• _Your objective_: Pick out every line in the material below that contains the string "window", and copy each one. Only lines where the letter case matches count.

• _Supplied entries_:
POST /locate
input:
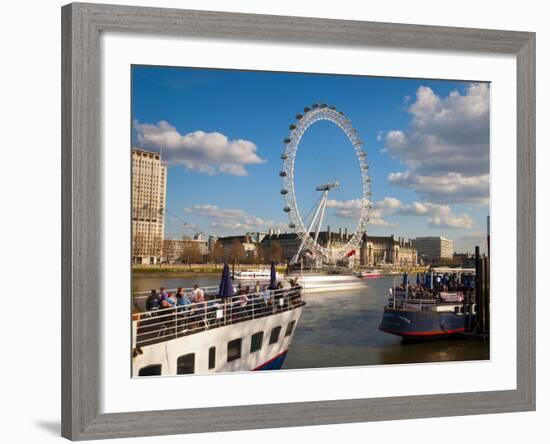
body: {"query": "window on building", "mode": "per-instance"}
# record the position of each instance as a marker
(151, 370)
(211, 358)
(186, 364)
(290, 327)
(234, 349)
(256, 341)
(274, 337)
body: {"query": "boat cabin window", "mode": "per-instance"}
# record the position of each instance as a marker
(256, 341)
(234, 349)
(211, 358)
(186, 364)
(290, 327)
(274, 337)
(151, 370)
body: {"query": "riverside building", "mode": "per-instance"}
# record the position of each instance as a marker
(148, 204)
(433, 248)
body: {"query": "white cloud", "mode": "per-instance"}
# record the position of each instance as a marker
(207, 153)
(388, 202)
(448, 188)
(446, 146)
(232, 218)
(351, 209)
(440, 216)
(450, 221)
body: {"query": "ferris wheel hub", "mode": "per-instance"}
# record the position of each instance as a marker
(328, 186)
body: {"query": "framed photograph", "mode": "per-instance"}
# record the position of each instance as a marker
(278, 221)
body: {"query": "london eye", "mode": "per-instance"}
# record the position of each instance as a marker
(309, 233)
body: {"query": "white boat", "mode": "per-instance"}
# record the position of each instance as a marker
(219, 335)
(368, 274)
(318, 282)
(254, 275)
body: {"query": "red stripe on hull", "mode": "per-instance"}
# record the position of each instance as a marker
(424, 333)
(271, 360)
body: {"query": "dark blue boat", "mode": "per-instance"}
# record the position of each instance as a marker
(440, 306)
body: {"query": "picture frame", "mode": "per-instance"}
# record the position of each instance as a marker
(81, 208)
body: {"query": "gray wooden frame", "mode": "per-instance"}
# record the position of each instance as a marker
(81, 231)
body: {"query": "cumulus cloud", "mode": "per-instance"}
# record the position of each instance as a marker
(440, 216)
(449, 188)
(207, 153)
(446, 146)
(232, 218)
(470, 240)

• _Reply_:
body: {"query": "window on building", "mode": "per-instance"}
body: {"query": "boat cabin window", "mode": "per-instance"}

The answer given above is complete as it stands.